17. The computer program product of claim 13 wherein the first
failure was a slow-performance failure of the first computer
program while the first computer program was operational.
18. The computer program product of claim 14 wherein the first
failure was a slow-performance failure of the first computer
program while the first computer program was operational, and the
failure of the second computer program was a slow-performance
failure of the second computer program while the second computer
program was operational.
Description
CROSS REFERENCE TO RELATED APPLICATION
[0001] This application is a Continuation Application of U.S.
application Ser. No. 11/107,294 filed on Apr. 15, 2005.
BACKGROUND
[0002] The present invention relates generally to computers, and
more particularly to determining compliance of a computer program
or database with a service level agreement.
[0003] A service level agreement ("SLA") typically specifies a
target level of operability (or availability) of computer hardware,
computer programs (typically applications) and databases. If the
computer service provider does not meet the target level of
operability and is at fault, then the service provider may be
penalized under the SLA. It is important, especially to the
customer, to know the actual level of operability of the computer
programs and the entity responsible for outages, to determine
compliance by the computer service provider with the SLA.
[0004] It was known for the customer to report to a computer
service provider a complete failure or slow operation of a computer
program or the associated computer system, when the customer
notices the problem or a fault management system discovers the
problem and sends an event notification. For example, if the
customer cannot access or use a business application, the customer
may call a help desk to report the outage or problem, and request
correction. In response, the help desk person fills out an outage
or problem ticket using a problem and change management system. The
help desk person will also report to the problem and change
management system when the application is subsequently restored,
i.e. once again becomes fully operable. Every month, the problem
and change management system gathers information indicating the
duration of all outages during the month and the percent down time.
Then, the problem and change management system forwards this
information to a reporting system. While this will inform the
customer of the level of availability of the computer program, some
of the problems are the fault of the customer.
[0005] It was also known to measure availability of servers (i.e.

**AIM A**: From the patent excerpt, reproduce the stretch from "17. The computer" through "computer program was operational.".
**AIM B**: Translate this sentence from the patent excerpt into Spanish: "If the computer service provider does not meet the target level of operability and is at fault, then the service provider may be penalized under the SLA."

**GIVEN INFORMATION**:

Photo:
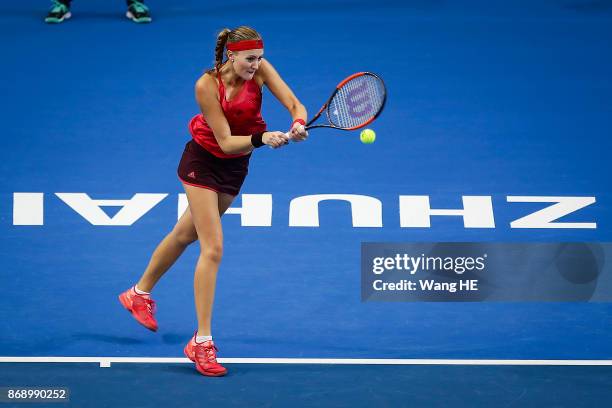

**FINAL ANSWER A**:
17. The computer program product of claim 13 wherein the first
failure was a slow-performance failure of the first computer
program while the first computer program was operational.

**FINAL ANSWER B**: Si el proveedor de servicios informáticos no cumple el nivel objetivo de operatividad y la falta le es imputable, entonces el proveedor de servicios puede ser penalizado en virtud del SLA.